Rewrite the entries starting at the line that contains "drop a dot on the bus front" and ending at the last line of the entries, keeping every line, and increase each coordinate value in the answers by 14.

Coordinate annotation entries
BEGIN

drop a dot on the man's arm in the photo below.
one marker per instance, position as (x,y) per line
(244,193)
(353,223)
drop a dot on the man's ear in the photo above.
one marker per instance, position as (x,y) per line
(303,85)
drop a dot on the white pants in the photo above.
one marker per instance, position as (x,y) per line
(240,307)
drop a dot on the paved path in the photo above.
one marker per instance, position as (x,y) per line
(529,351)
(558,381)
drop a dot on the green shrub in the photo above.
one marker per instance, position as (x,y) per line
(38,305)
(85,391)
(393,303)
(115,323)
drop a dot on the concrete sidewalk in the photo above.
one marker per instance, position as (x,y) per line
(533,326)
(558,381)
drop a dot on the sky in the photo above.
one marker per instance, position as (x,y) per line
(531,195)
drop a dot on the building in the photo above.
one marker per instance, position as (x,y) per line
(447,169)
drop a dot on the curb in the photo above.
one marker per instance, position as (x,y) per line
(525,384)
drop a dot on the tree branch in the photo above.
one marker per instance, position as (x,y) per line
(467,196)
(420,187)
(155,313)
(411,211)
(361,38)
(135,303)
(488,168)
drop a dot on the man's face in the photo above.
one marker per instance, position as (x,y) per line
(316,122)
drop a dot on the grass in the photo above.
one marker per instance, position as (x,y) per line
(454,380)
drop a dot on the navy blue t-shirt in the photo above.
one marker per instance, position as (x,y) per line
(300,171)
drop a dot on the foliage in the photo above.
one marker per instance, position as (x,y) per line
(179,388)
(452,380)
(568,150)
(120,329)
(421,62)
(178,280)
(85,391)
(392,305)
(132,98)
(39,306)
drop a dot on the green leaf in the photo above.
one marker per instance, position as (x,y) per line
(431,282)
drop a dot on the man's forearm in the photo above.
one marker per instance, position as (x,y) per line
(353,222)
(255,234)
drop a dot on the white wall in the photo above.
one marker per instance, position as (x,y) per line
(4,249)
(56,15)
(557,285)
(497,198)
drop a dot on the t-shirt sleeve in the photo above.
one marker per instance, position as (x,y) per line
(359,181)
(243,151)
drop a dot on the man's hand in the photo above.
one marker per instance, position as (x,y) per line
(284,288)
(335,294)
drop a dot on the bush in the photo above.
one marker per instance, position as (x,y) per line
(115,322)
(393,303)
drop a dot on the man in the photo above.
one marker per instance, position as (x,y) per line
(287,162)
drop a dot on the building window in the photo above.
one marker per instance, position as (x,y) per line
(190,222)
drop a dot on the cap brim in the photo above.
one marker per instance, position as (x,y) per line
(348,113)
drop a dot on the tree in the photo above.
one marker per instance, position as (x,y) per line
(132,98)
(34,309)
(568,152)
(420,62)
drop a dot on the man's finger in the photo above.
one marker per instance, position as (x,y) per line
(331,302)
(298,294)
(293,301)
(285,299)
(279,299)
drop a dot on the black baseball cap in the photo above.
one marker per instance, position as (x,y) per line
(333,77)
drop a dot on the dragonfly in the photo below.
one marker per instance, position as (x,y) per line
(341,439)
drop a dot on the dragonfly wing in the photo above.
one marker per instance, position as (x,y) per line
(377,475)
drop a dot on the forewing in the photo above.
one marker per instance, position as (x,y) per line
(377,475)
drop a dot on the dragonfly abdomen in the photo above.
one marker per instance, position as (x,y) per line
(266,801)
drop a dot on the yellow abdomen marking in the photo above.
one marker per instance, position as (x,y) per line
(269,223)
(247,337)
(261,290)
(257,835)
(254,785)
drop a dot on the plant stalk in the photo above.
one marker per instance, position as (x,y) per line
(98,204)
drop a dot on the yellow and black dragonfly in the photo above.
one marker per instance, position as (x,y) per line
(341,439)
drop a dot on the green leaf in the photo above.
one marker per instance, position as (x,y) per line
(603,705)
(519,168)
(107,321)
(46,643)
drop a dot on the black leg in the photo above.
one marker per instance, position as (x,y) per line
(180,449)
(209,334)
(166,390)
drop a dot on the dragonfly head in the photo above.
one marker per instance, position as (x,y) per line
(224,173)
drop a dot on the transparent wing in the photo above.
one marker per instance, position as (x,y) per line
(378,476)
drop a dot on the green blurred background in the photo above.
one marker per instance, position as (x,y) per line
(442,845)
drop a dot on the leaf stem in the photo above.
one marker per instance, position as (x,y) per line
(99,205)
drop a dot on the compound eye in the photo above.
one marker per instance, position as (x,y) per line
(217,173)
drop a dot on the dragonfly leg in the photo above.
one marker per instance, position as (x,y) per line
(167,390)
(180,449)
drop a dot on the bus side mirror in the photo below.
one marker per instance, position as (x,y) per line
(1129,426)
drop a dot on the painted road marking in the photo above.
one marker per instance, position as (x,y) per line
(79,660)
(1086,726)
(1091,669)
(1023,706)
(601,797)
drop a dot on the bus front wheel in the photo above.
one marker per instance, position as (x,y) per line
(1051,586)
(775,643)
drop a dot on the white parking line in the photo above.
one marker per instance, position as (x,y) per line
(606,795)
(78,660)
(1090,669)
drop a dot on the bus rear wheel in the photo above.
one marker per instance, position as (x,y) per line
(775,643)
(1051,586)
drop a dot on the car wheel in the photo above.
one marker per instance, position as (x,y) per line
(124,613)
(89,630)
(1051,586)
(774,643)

END

▶ Solution for this task
drop a dot on the bus front wheel in the photo above.
one marker per instance, position as (x,y) per line
(1065,600)
(789,657)
drop a dot on the white parking line in the photo above.
one marker per instance, position as (x,y) per line
(620,809)
(92,674)
(1104,683)
drop a dot on the bus rear wheel in the photo above.
one marker per instance, position as (x,y) per line
(789,657)
(1065,600)
drop a dot on the car wheel in the photo above.
one marker per instance, position as (x,y) per line
(138,627)
(103,644)
(1065,600)
(788,657)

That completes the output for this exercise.